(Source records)
_ _ _ _
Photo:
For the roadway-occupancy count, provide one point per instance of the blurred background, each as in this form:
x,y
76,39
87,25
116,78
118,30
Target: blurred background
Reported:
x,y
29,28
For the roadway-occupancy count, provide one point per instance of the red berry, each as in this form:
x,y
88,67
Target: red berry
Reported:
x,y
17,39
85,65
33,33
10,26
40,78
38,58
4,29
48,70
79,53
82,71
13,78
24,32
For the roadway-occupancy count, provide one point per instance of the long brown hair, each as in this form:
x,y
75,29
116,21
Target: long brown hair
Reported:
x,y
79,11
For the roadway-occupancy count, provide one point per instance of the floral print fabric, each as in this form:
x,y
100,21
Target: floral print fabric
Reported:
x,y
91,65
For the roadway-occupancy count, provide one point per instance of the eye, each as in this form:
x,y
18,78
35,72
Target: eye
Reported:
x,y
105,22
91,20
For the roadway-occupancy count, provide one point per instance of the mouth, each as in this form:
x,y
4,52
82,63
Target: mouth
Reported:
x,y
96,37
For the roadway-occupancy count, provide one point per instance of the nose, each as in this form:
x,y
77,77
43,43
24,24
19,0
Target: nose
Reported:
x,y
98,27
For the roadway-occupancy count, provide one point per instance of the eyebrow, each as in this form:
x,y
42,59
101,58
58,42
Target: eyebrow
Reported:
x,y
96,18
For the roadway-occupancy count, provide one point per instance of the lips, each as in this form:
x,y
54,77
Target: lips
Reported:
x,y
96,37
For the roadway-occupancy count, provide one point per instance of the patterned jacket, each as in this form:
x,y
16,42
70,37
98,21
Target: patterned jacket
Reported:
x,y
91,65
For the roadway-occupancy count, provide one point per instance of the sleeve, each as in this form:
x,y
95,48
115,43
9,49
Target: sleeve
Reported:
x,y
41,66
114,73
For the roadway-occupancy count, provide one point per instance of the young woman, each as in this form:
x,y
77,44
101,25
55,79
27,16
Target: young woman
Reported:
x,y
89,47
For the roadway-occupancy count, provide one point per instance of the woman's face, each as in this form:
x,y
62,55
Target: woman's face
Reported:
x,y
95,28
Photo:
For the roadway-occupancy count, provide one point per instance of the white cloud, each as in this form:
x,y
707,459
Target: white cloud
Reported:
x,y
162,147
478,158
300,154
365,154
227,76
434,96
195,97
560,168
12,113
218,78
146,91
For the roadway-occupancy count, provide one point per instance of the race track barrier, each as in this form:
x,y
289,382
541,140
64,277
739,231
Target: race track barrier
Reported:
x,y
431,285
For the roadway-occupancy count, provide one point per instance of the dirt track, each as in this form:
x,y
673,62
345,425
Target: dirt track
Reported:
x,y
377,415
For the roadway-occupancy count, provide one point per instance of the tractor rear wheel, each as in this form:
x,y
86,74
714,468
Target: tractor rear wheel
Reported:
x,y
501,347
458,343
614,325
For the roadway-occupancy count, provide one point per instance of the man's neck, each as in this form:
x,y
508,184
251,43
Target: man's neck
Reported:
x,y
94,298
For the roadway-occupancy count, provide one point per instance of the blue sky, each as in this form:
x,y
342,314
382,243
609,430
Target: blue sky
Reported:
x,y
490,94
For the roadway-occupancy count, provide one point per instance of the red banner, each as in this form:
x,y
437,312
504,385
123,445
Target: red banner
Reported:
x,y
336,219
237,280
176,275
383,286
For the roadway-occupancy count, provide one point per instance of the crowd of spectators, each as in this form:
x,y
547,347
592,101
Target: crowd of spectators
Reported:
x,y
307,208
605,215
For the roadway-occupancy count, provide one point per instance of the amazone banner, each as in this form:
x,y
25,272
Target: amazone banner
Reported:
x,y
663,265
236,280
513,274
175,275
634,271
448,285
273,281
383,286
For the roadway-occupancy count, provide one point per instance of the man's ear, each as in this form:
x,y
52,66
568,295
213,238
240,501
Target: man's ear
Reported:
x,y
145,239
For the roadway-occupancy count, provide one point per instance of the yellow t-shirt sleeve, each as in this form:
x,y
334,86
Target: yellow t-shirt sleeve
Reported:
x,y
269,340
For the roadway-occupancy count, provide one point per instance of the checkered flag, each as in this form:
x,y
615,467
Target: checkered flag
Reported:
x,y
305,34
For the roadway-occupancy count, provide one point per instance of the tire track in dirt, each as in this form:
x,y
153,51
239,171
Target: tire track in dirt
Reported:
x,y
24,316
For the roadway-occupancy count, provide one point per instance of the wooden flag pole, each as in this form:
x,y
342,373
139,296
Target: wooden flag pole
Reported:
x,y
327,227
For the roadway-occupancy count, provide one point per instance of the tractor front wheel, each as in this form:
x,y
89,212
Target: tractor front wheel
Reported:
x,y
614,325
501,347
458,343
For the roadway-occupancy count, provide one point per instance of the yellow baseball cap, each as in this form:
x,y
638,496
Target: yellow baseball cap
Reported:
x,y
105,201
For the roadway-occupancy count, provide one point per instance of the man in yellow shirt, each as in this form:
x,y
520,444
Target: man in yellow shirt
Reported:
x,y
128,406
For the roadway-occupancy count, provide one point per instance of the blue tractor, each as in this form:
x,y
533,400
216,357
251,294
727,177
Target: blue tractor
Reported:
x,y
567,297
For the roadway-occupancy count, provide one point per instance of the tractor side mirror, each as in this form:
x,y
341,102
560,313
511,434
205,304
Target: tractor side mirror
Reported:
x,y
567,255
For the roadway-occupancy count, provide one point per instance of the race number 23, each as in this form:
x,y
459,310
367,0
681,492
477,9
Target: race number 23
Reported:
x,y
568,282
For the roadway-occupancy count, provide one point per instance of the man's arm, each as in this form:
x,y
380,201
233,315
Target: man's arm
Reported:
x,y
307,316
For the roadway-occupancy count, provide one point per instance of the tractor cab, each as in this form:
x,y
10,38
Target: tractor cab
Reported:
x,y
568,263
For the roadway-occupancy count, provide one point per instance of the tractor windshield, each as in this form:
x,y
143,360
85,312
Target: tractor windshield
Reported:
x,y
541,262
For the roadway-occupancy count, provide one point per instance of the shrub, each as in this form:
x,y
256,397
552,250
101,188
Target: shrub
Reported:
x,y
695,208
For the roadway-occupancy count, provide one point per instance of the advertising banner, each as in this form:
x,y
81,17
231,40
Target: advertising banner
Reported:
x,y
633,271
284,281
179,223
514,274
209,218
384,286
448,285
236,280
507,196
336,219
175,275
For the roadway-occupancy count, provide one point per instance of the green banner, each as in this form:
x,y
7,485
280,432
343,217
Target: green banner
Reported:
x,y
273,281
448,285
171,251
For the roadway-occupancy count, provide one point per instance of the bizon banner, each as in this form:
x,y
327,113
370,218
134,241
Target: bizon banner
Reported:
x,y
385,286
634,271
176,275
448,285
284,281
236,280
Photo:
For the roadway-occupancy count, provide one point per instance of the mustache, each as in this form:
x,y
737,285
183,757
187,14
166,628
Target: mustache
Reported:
_ _ _ _
> [Task prompt]:
What is needed is an exact transcription of every entry above.

> [Result of this exercise]:
Photo:
For the roadway-occupancy count, provide one point per instance of the blurred background, each as in this form:
x,y
76,39
87,25
116,78
118,30
Target: blurred background
Reported:
x,y
29,28
For the roadway-occupancy count, provide one point per instance of the red berry, each as in this form:
x,y
88,67
Target: red berry
Reported:
x,y
17,39
85,65
33,33
10,26
40,78
38,58
4,29
48,70
79,53
82,71
13,78
24,32
For the roadway-occupancy count, provide one point per instance of the long brown hair, each as in this form:
x,y
75,29
116,21
Target: long brown hair
Reported:
x,y
79,11
For the roadway-occupancy count, provide one point per instance of the floral print fabric, each as in this form:
x,y
100,21
Target: floral print fabric
Reported:
x,y
91,65
For the roadway-occupancy count, provide one point per instance of the eye, each as in this form:
x,y
18,78
35,72
Target: eye
Reported:
x,y
105,22
91,20
For the roadway-occupancy count, provide one point per instance of the mouth, each as in this form:
x,y
4,52
82,63
Target: mouth
Reported:
x,y
96,37
For the roadway-occupancy count, provide one point per instance of the nose, each as in this form:
x,y
77,77
43,43
24,24
19,0
Target: nose
Reported:
x,y
98,27
For the roadway-occupancy count, provide one point per instance of the eyebrow, each as in this form:
x,y
42,59
101,58
58,42
Target: eyebrow
Reported:
x,y
96,18
For the roadway-occupancy count, provide one point per instance of the lips, each as in this form:
x,y
54,77
Target: lips
Reported:
x,y
96,37
For the roadway-occupancy count, provide one point per instance of the patterned jacket, each as in this form:
x,y
16,42
70,37
98,21
Target: patterned jacket
Reported:
x,y
91,65
For the roadway-occupancy count, provide one point per instance of the sleeve, each as in this form:
x,y
95,48
115,43
9,49
Target: sleeve
Reported:
x,y
41,66
114,73
For the roadway-occupancy count, provide one point per instance of the young woman, each as in this form:
x,y
77,44
101,25
55,79
27,16
Target: young woman
Reported:
x,y
89,47
For the roadway-occupancy count, provide one point per instance of the woman's face, each as in this form:
x,y
62,55
Target: woman's face
Reported:
x,y
95,28
Photo:
For the roadway-occupancy count, provide one point per instance of the white cloud, each as in this form:
x,y
707,459
Target: white cloud
Reported:
x,y
162,147
478,158
300,154
365,154
227,76
434,96
195,97
560,168
12,113
218,78
146,91
For the roadway-occupancy count, provide one point per instance of the race track barrier, each as in this form:
x,y
289,382
541,140
64,277
739,231
Target: race track barrier
Reported:
x,y
431,285
For the roadway-occupancy count, provide one point per instance of the dirt track, each as in this form:
x,y
673,62
345,425
Target: dirt track
Reported:
x,y
377,415
For the roadway-occupancy count, provide one point per instance of the tractor rear wheel, each as in this form:
x,y
86,74
714,468
Target: tractor rear wheel
Reported:
x,y
501,347
458,343
614,325
For the roadway-occupancy count, provide one point per instance of the man's neck, each as in this form:
x,y
508,184
251,43
Target: man's neck
Reported:
x,y
94,298
For the roadway-occupancy count, provide one point per instance of the blue sky, each as in this form:
x,y
342,314
382,243
609,430
Target: blue sky
Reported:
x,y
490,94
For the roadway-occupancy count, provide one point per instance of the red banner, each as in this form:
x,y
437,312
504,385
123,445
Target: red banner
Reported:
x,y
336,219
237,280
176,275
383,286
For the roadway-occupancy count, provide one point per instance of the crowd of spectators, each as in this form:
x,y
547,347
592,101
Target: crowd of spectators
Reported:
x,y
307,208
605,215
For the roadway-occupancy count, provide one point per instance of the amazone banner, each as in this form:
x,y
25,272
Target: amazone banner
Reported:
x,y
663,265
236,280
513,274
175,275
634,271
448,285
273,281
383,286
For the roadway-occupancy count, provide one point per instance of the man's ear, each as in this form:
x,y
52,66
568,295
213,238
240,501
Target: man's ear
Reported:
x,y
145,239
For the roadway-occupancy count, provide one point per instance of the yellow t-shirt sleeve, each as in this form:
x,y
334,86
Target: yellow t-shirt sleeve
Reported:
x,y
269,340
For the roadway-occupancy count, provide one point per instance of the checkered flag, each as in this form:
x,y
615,467
Target: checkered flag
Reported:
x,y
305,34
For the roadway-occupancy count, provide one point per instance of the tire track in dirt, each as in this form:
x,y
153,51
239,171
Target: tire track in dirt
Reported:
x,y
24,316
For the roadway-occupancy count, provide one point per instance of the wooden flag pole, each as in this form:
x,y
342,373
139,296
Target: wooden flag pole
Reported:
x,y
327,227
For the roadway-occupancy count, provide one point per instance of the tractor front wheel, each as in this form:
x,y
89,212
Target: tractor front wheel
Reported:
x,y
614,325
501,347
458,343
For the roadway-occupancy count, provide one point per instance of the yellow baseball cap, each as in this form:
x,y
638,496
Target: yellow baseball cap
Reported:
x,y
105,201
For the roadway-occupancy count, provide one point per instance of the man in yellow shirt, each as in this form:
x,y
520,444
Target: man in yellow shirt
Reported:
x,y
128,406
For the roadway-occupancy count, provide one point per instance of the blue tractor, each as in this form:
x,y
533,400
216,357
251,294
727,177
Target: blue tractor
Reported:
x,y
567,297
For the roadway-occupancy count, provide one point per instance of the tractor side mirror, each as in this form:
x,y
341,102
560,313
511,434
205,304
Target: tractor side mirror
Reported:
x,y
567,255
For the roadway-occupancy count, provide one point per instance of the race number 23, each as in this form:
x,y
459,310
367,0
681,492
477,9
Target: race number 23
Reported:
x,y
568,282
For the roadway-occupancy count, provide one point per instance of the man's arm, each as in this form:
x,y
380,201
233,315
Target: man's arm
Reported:
x,y
307,316
For the roadway-occupancy count, provide one point per instance of the tractor cab, each as in this form:
x,y
10,38
Target: tractor cab
Reported:
x,y
568,263
For the roadway-occupancy count, provide one point per instance of the tractor windshield, each as in this form:
x,y
143,360
85,312
Target: tractor windshield
Reported:
x,y
541,262
For the roadway-occupancy count, provide one point per instance of the shrub, each as in this form:
x,y
256,397
552,250
101,188
Target: shrub
Reported:
x,y
695,208
For the roadway-occupancy count, provide one point per instance of the advertising banner, each as in this form:
x,y
81,17
231,40
Target: advertising banner
Reported:
x,y
633,271
284,281
179,223
514,274
209,218
384,286
448,285
236,280
507,196
336,219
175,275
For the roadway-occupancy count, provide one point per instance of the green banner, each as in this form:
x,y
7,485
280,432
343,217
Target: green banner
Reported:
x,y
273,281
448,285
171,251
For the roadway-occupancy count, provide one point per instance of the bizon banner, each as in this form:
x,y
327,113
370,218
134,241
Target: bizon banner
Reported:
x,y
385,286
634,271
176,275
448,285
284,281
236,280
Photo:
For the roadway-occupancy count, provide one point per instance of the mustache, each as in this form:
x,y
737,285
183,757
187,14
166,628
Target: mustache
Reported:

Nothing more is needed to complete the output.